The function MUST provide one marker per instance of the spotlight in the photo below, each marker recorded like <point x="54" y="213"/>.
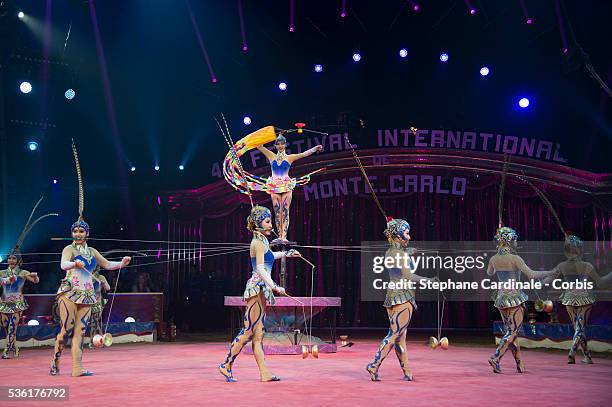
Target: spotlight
<point x="25" y="87"/>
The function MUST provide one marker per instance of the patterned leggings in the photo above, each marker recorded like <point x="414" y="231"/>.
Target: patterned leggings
<point x="253" y="329"/>
<point x="10" y="323"/>
<point x="73" y="320"/>
<point x="399" y="318"/>
<point x="513" y="320"/>
<point x="580" y="317"/>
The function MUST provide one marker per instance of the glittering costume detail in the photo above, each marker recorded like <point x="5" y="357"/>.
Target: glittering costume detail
<point x="255" y="285"/>
<point x="399" y="319"/>
<point x="78" y="285"/>
<point x="513" y="320"/>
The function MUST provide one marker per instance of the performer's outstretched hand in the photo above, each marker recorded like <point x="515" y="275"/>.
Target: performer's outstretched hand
<point x="293" y="253"/>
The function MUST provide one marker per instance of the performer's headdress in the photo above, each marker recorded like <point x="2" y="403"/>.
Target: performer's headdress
<point x="256" y="217"/>
<point x="15" y="251"/>
<point x="395" y="229"/>
<point x="505" y="236"/>
<point x="80" y="222"/>
<point x="573" y="247"/>
<point x="280" y="139"/>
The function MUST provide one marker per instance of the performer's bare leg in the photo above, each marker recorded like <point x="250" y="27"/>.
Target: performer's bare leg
<point x="399" y="318"/>
<point x="254" y="317"/>
<point x="10" y="323"/>
<point x="579" y="316"/>
<point x="513" y="320"/>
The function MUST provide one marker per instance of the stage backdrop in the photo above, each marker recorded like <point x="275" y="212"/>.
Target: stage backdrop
<point x="445" y="194"/>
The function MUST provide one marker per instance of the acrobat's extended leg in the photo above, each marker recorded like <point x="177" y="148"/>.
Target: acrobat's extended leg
<point x="399" y="318"/>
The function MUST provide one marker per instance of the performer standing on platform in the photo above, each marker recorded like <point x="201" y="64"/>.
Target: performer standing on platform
<point x="508" y="266"/>
<point x="259" y="289"/>
<point x="399" y="302"/>
<point x="95" y="322"/>
<point x="578" y="301"/>
<point x="12" y="301"/>
<point x="280" y="184"/>
<point x="76" y="293"/>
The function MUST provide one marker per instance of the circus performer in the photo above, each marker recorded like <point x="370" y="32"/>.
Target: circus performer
<point x="12" y="301"/>
<point x="95" y="322"/>
<point x="400" y="302"/>
<point x="259" y="289"/>
<point x="279" y="185"/>
<point x="578" y="299"/>
<point x="508" y="266"/>
<point x="76" y="294"/>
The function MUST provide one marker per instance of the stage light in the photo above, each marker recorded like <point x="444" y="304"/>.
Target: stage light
<point x="25" y="87"/>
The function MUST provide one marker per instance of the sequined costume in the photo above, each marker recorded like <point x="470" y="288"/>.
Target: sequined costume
<point x="259" y="289"/>
<point x="12" y="304"/>
<point x="399" y="302"/>
<point x="95" y="322"/>
<point x="508" y="266"/>
<point x="578" y="299"/>
<point x="12" y="280"/>
<point x="76" y="294"/>
<point x="279" y="185"/>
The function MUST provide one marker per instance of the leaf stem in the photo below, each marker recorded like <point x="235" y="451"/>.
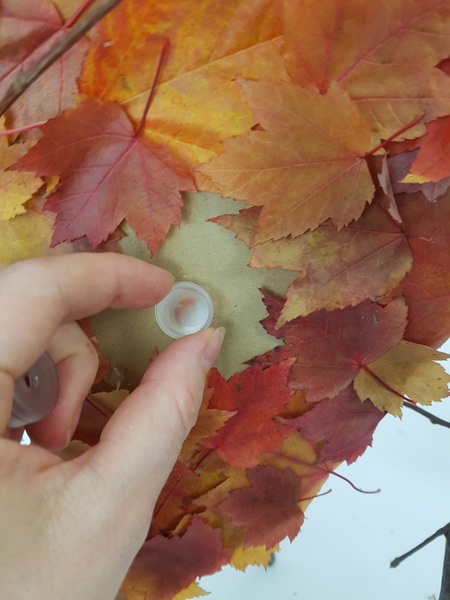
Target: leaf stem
<point x="316" y="496"/>
<point x="71" y="20"/>
<point x="97" y="408"/>
<point x="179" y="492"/>
<point x="152" y="91"/>
<point x="432" y="418"/>
<point x="416" y="120"/>
<point x="445" y="584"/>
<point x="22" y="82"/>
<point x="442" y="531"/>
<point x="348" y="481"/>
<point x="380" y="381"/>
<point x="24" y="128"/>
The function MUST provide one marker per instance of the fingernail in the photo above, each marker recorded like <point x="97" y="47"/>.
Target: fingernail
<point x="73" y="425"/>
<point x="213" y="347"/>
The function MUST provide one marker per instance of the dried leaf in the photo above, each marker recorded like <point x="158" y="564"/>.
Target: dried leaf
<point x="382" y="53"/>
<point x="409" y="370"/>
<point x="344" y="423"/>
<point x="163" y="567"/>
<point x="257" y="396"/>
<point x="112" y="175"/>
<point x="28" y="29"/>
<point x="331" y="347"/>
<point x="211" y="42"/>
<point x="305" y="167"/>
<point x="269" y="508"/>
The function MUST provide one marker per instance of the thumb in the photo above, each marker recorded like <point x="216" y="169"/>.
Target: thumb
<point x="144" y="436"/>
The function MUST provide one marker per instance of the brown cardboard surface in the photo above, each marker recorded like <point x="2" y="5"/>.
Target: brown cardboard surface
<point x="209" y="255"/>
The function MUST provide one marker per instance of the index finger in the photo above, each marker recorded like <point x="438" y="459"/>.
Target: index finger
<point x="37" y="295"/>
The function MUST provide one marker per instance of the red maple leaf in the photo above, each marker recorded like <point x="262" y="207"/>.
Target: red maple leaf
<point x="427" y="286"/>
<point x="332" y="346"/>
<point x="344" y="423"/>
<point x="257" y="396"/>
<point x="269" y="507"/>
<point x="163" y="567"/>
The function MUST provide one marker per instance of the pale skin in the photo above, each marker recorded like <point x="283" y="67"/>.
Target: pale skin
<point x="70" y="529"/>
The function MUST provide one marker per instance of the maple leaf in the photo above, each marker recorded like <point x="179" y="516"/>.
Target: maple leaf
<point x="336" y="268"/>
<point x="177" y="498"/>
<point x="209" y="420"/>
<point x="382" y="53"/>
<point x="95" y="413"/>
<point x="399" y="166"/>
<point x="426" y="287"/>
<point x="28" y="29"/>
<point x="27" y="235"/>
<point x="163" y="566"/>
<point x="344" y="423"/>
<point x="305" y="167"/>
<point x="15" y="188"/>
<point x="408" y="369"/>
<point x="300" y="455"/>
<point x="432" y="162"/>
<point x="331" y="347"/>
<point x="253" y="556"/>
<point x="269" y="508"/>
<point x="197" y="103"/>
<point x="107" y="174"/>
<point x="257" y="396"/>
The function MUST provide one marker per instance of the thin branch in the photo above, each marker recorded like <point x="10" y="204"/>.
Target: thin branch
<point x="23" y="82"/>
<point x="445" y="585"/>
<point x="443" y="531"/>
<point x="385" y="385"/>
<point x="152" y="91"/>
<point x="432" y="418"/>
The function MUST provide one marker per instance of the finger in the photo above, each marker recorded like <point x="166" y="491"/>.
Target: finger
<point x="37" y="295"/>
<point x="142" y="440"/>
<point x="77" y="362"/>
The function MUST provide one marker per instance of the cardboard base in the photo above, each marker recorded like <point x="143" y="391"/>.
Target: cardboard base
<point x="206" y="254"/>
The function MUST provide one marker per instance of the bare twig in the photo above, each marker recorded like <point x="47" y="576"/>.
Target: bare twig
<point x="23" y="82"/>
<point x="445" y="585"/>
<point x="443" y="531"/>
<point x="424" y="413"/>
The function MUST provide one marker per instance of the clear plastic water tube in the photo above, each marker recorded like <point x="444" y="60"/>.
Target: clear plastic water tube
<point x="185" y="310"/>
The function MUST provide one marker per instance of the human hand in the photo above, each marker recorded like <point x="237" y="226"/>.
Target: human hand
<point x="71" y="529"/>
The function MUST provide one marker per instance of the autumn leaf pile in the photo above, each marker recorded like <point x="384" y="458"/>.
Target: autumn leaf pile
<point x="331" y="119"/>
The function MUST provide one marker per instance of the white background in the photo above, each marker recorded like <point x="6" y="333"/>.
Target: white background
<point x="348" y="539"/>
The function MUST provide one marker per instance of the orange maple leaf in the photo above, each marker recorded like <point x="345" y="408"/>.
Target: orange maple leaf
<point x="27" y="31"/>
<point x="305" y="167"/>
<point x="107" y="174"/>
<point x="211" y="42"/>
<point x="383" y="53"/>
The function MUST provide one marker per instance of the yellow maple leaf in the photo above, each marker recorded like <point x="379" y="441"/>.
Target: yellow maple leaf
<point x="208" y="422"/>
<point x="253" y="556"/>
<point x="25" y="236"/>
<point x="197" y="102"/>
<point x="410" y="370"/>
<point x="15" y="187"/>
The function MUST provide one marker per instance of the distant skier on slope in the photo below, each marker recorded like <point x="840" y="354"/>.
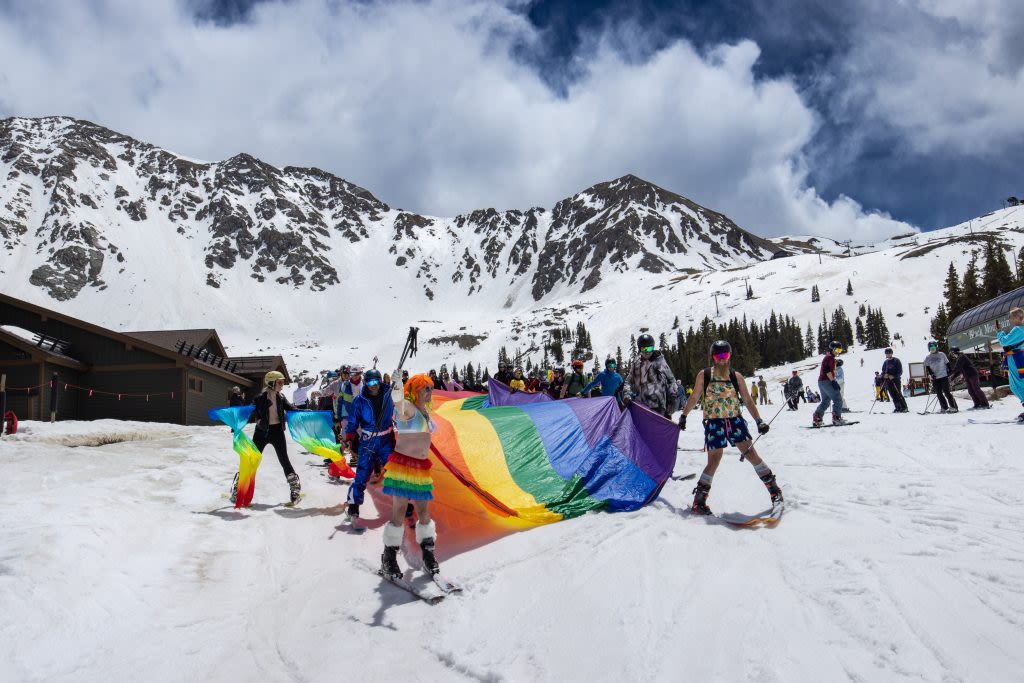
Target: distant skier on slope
<point x="937" y="367"/>
<point x="649" y="381"/>
<point x="1013" y="353"/>
<point x="271" y="408"/>
<point x="892" y="373"/>
<point x="407" y="476"/>
<point x="828" y="388"/>
<point x="722" y="389"/>
<point x="372" y="420"/>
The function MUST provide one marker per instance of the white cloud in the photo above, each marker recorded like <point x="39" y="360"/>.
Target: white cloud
<point x="423" y="104"/>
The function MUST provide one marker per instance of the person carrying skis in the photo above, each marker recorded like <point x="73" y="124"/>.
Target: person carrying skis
_ _ _ _ _ _ _
Please carry over the rows, requests included, starting with the line that contains "The function MUST provide one marker per instance of the orange" and going on through the end of the rows, adding 16 to every x and y coordinate in the answer points but not to the coordinates in the requests or their sample points. Leave the pictures out of your answer.

__Answer__.
The function MUST provide one marker per instance of the orange maple leaf in the photo above, each marker recorded like <point x="345" y="408"/>.
Target: orange maple leaf
<point x="43" y="47"/>
<point x="321" y="183"/>
<point x="123" y="190"/>
<point x="227" y="58"/>
<point x="399" y="69"/>
The function MUST provide one marker per instance of the yellow maple leaf in the photo above, each marker recorded like <point x="379" y="441"/>.
Target: yellow maple leaf
<point x="224" y="438"/>
<point x="269" y="572"/>
<point x="41" y="252"/>
<point x="213" y="118"/>
<point x="426" y="386"/>
<point x="31" y="203"/>
The function MUST provide one marker per instance of the distant skier on slope in the photo below, each marker recorded like <point x="840" y="354"/>.
Target: distant skier on slope
<point x="953" y="383"/>
<point x="665" y="397"/>
<point x="1029" y="369"/>
<point x="287" y="424"/>
<point x="908" y="389"/>
<point x="423" y="492"/>
<point x="844" y="404"/>
<point x="738" y="405"/>
<point x="388" y="436"/>
The function MUST provide one marker per instance of the white cloud in the photo above, each marker recorded like <point x="39" y="360"/>.
Target: white cloud
<point x="439" y="120"/>
The function MUST provide one marker per instance of the person carrying skis in the photo above, each marker recorded like <point x="73" y="124"/>.
Target: person carrying skis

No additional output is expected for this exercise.